*Work item*. Wherever a line in the records below contains "target", copy that line.

*Extracted entries*.
--------------------------------------------------

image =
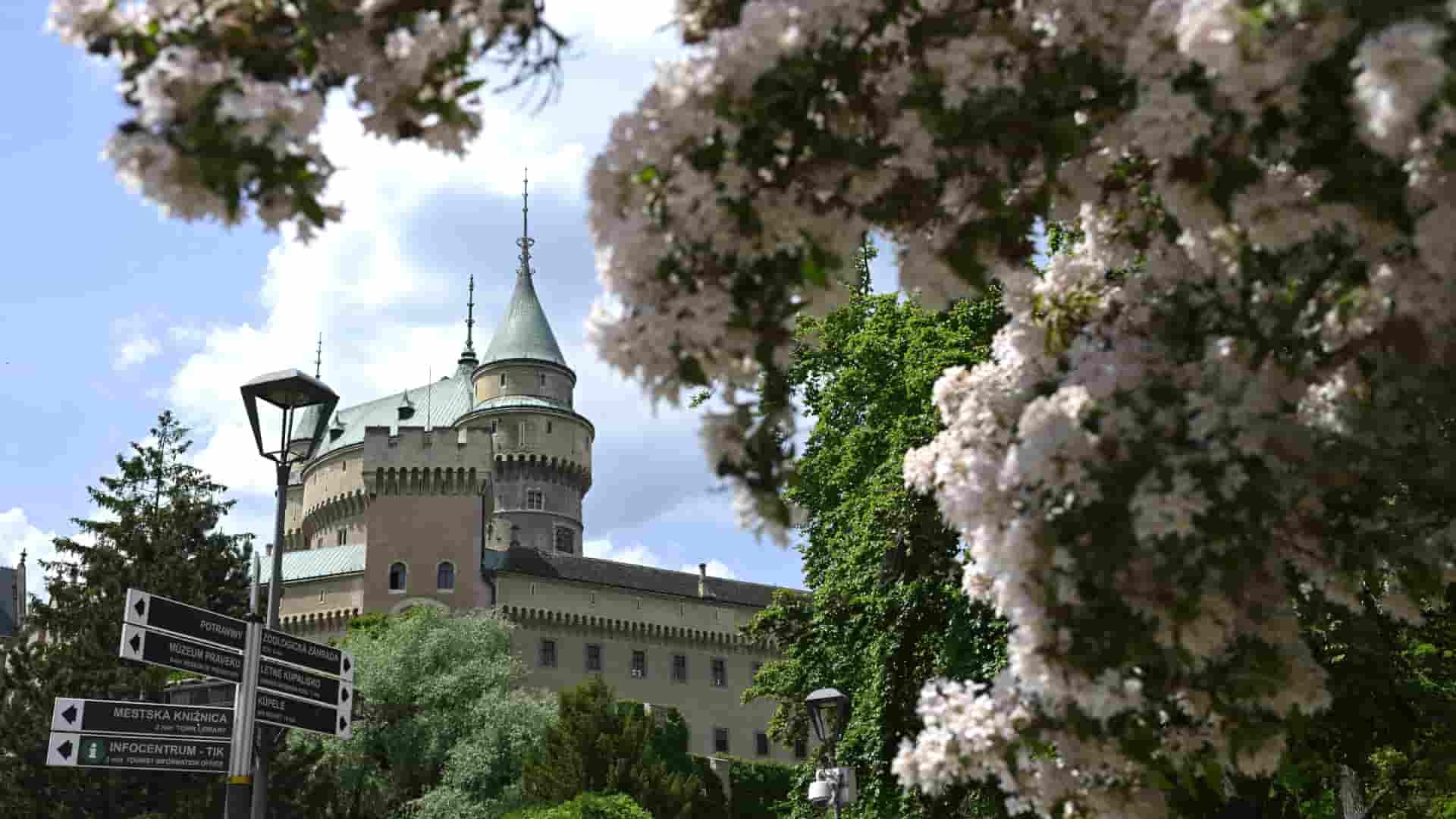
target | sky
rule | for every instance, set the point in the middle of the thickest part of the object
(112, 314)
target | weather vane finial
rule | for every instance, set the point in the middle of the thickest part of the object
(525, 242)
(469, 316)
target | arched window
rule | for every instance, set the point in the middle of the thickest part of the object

--------------------------------------------------

*Task answer*.
target | sky
target | weather vane finial
target | arched window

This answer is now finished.